### Do this:
Reproduce the listing below verbatim.

### Data shown:

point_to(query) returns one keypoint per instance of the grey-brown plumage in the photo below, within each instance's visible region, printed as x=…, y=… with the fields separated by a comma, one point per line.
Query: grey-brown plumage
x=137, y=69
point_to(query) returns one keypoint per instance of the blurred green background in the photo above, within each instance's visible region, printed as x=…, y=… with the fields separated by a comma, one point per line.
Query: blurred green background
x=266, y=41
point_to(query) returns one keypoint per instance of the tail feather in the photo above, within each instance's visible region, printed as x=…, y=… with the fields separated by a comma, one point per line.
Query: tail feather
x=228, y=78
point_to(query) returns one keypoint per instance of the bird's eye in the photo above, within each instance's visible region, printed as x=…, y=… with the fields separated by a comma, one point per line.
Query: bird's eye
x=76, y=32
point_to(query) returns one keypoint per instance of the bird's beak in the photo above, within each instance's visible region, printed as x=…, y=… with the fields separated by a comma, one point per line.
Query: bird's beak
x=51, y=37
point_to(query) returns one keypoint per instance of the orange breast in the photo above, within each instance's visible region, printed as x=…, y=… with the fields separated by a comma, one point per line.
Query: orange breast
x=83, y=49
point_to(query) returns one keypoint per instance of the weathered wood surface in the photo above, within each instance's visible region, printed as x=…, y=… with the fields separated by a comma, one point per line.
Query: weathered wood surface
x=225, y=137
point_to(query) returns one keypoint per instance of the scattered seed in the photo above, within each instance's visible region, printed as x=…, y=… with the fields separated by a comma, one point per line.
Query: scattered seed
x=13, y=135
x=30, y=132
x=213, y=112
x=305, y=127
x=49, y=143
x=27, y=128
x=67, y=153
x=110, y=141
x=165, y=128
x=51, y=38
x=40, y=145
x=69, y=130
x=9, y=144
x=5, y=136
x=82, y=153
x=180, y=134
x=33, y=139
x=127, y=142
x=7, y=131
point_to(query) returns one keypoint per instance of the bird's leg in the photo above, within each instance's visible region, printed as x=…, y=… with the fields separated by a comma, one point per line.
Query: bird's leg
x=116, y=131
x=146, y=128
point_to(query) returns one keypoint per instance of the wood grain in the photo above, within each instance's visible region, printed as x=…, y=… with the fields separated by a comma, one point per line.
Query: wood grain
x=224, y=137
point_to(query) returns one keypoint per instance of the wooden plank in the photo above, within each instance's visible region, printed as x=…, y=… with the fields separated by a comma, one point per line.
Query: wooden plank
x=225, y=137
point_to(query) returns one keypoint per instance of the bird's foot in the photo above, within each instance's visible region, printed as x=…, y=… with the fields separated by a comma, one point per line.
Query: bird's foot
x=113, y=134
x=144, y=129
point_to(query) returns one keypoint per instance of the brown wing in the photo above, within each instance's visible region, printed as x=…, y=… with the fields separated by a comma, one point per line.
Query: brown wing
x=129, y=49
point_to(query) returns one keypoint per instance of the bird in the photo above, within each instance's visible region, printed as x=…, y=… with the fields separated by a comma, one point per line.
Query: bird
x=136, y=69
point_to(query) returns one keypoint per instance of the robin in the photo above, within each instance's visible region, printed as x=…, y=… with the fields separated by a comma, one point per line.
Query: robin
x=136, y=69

### Exercise solution:
point_to(query) returns one keypoint per instance of the grey-brown plumage in the photo below, within each instance's visible region, printed as x=…, y=… with the fields separated by a comma, one point per line.
Query: grey-brown plumage
x=137, y=69
point_to(query) returns one keypoint per instance of the blurred green background in the photo above, within each instance's visible region, printed as x=…, y=… with the fields separated by a comma, one point per line.
Query: blurred green background
x=266, y=41
point_to(query) returns one keypoint per instance of the tail feather in the photo above, within each instance's visible region, printed as x=…, y=… with the fields separated by a comma, one point per line.
Query: tail feather
x=228, y=78
point_to(query) returns one keypoint per instance of the bird's eye in the photo above, within each instance's visible region, printed as x=…, y=… with the fields separated by a comma, one point per line.
Query: bird's eye
x=76, y=32
point_to(query) returns one keypoint per instance of the bird's beak in the photo above, within each instance's visible region, printed as x=…, y=… with the fields separated by a comma, one point per line.
Query: bird's beak
x=51, y=37
point_to(query) returns one keypoint per instance of the orange breast in the photo above, within each instance's visible region, printed as x=…, y=… with the fields separated by a comma, one point per line.
Query: orange breast
x=83, y=49
point_to(query) returns one keypoint per instance of the weathered wood surface in the photo above, within each instance's visible region, printed as x=…, y=… with the fields separated by a comma, one point per line.
Query: weathered wood surface
x=225, y=137
point_to(query) returns one keypoint per instance of the scattered seed in the photo above, within each instance's visible region, printed as x=…, y=… with the fields separated by a comma, one point per line.
Query: scattered seed
x=13, y=135
x=30, y=132
x=213, y=112
x=305, y=127
x=49, y=143
x=27, y=128
x=67, y=153
x=110, y=141
x=165, y=128
x=51, y=38
x=40, y=145
x=69, y=130
x=9, y=144
x=5, y=136
x=82, y=153
x=180, y=134
x=33, y=139
x=127, y=142
x=7, y=131
point_to(query) returns one keypoint per instance of the bird's leg in the photo above, within each instance's visible region, printed as x=…, y=… with the fields separated by a comma, one point per line.
Query: bird's leg
x=116, y=131
x=146, y=128
point_to(query) returns one keypoint per instance of the wood grain in the photo above, within each instance's visible region, printed as x=…, y=… with the fields separated by a comma, one point per line.
Query: wood grain
x=224, y=137
point_to(query) returns one keypoint per instance of the wooden plank in the photo above, within each instance's visible region, printed as x=…, y=… with the fields separated by a comma, one point per line.
Query: wooden plank
x=225, y=137
point_to(query) returns one keypoint per instance of the bird's foot in the photo above, within each instance's visible region, printed as x=…, y=… with the fields separated by a comma, one point per line.
Query: bird's foot
x=113, y=134
x=144, y=129
point_to(query) returns one keypoint per instance of the brown wing in the photo above, within each instance's visible region, printed as x=…, y=… with the fields separated by a comma, one point per line.
Query: brown wing
x=129, y=49
point_to(query) returns one keypoint per instance of the bird in the photo above, within each instance's visible region, printed as x=…, y=… with the fields separated by a comma, one point per line.
Query: bird
x=136, y=69
point_to(query) returns one keypoint per instance of the robin in the photo above, within each instance's visible region, printed as x=…, y=… with the fields separated by a comma, one point per line.
Query: robin
x=136, y=69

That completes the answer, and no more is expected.